### SET PROBLEM
Write out the rows from the start through the line that contains "586,201,603,233", requests included, and shift each bounding box coordinate in the answers up by 77. Leave the pictures out.

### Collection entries
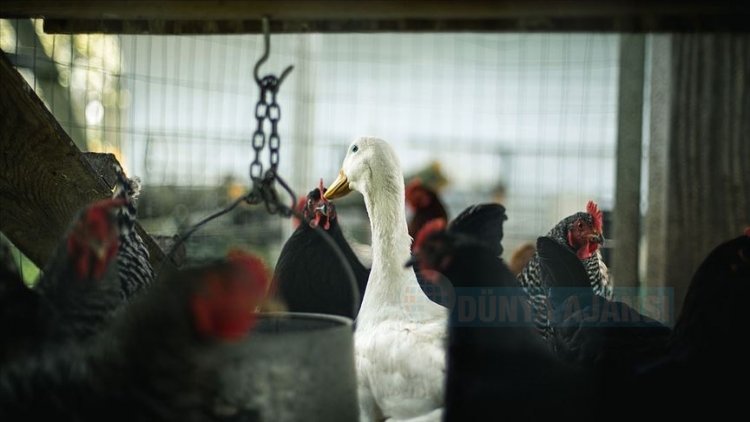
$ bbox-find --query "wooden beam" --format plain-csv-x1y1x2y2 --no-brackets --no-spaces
612,34,645,294
0,0,750,34
0,48,164,268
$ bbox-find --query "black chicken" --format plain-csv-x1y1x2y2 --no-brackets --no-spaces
537,237,671,372
641,230,750,418
417,231,597,421
0,253,268,422
35,199,124,340
274,181,370,318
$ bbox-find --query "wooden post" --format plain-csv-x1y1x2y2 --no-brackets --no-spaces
612,34,645,287
647,34,750,320
0,52,164,268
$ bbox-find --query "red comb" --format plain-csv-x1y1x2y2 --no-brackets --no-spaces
191,250,268,341
318,177,328,198
413,218,447,252
586,201,603,233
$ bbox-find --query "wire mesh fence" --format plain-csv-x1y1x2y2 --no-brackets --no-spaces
0,20,618,274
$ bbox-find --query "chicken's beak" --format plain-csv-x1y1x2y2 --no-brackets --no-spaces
323,170,352,199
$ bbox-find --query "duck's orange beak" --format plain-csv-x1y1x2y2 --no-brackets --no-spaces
323,170,352,199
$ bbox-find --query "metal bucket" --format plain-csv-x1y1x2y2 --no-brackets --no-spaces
220,312,359,422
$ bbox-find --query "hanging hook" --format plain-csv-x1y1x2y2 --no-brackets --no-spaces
253,16,294,87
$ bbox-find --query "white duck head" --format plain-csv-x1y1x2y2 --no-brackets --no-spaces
324,137,411,276
325,137,404,199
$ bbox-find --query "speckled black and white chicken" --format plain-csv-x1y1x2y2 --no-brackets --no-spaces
35,166,154,340
518,201,612,340
0,252,269,422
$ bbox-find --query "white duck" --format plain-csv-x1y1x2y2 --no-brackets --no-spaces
325,138,448,422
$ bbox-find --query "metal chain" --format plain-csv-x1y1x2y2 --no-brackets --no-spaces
245,31,296,215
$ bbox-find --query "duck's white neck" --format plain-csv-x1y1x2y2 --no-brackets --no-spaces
364,175,411,271
357,171,434,327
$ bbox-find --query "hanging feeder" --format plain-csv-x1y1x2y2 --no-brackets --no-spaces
219,313,359,422
162,14,359,421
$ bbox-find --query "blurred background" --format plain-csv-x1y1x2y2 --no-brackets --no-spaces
0,19,620,278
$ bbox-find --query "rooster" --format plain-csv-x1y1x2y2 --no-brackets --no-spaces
35,198,129,340
518,201,612,340
404,177,448,246
31,166,154,339
113,165,154,300
417,231,597,421
0,252,269,422
274,180,370,319
537,237,671,374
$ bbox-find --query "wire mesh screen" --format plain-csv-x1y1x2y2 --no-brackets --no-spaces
0,20,618,268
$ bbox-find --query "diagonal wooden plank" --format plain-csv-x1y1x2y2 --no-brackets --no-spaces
0,47,164,268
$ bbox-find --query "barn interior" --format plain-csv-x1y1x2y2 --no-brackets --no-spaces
0,0,750,421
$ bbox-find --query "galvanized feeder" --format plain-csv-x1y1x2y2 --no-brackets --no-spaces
220,312,359,422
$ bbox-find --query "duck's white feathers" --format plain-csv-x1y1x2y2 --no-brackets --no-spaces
344,138,448,420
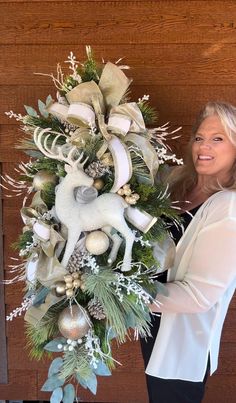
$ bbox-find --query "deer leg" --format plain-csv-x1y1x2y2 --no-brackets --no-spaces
61,229,81,268
114,217,135,271
102,225,122,266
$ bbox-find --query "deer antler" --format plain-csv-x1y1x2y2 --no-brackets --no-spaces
34,127,88,167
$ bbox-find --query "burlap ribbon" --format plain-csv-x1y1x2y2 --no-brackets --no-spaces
47,62,159,192
21,192,67,287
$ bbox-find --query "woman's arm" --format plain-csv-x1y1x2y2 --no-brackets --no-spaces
151,218,236,313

### SOLUTION BELOW
$ bbox-find --query "wooden beam" --format plain-csv-x1y1x2y2 --no-brackets --no-spaces
689,111,722,371
77,77,827,111
77,125,241,345
$ bbox-find --query "black chicken" --format plain-csv-x1y1x2y2 --no-brackets --no-spaces
614,314,748,449
718,307,827,495
494,308,674,498
77,330,345,499
112,276,201,417
351,258,447,395
$ bbox-find --query "wooden post" --format plain-csv-x1y1x2y2 --no-brackets --no-spaces
689,111,722,364
724,111,827,397
77,129,241,345
$ bbox-find --query "red comb" --format plain-csv-x1y1x2y2 --no-brackets --no-spaces
268,327,345,418
395,254,405,275
490,295,524,329
663,278,680,310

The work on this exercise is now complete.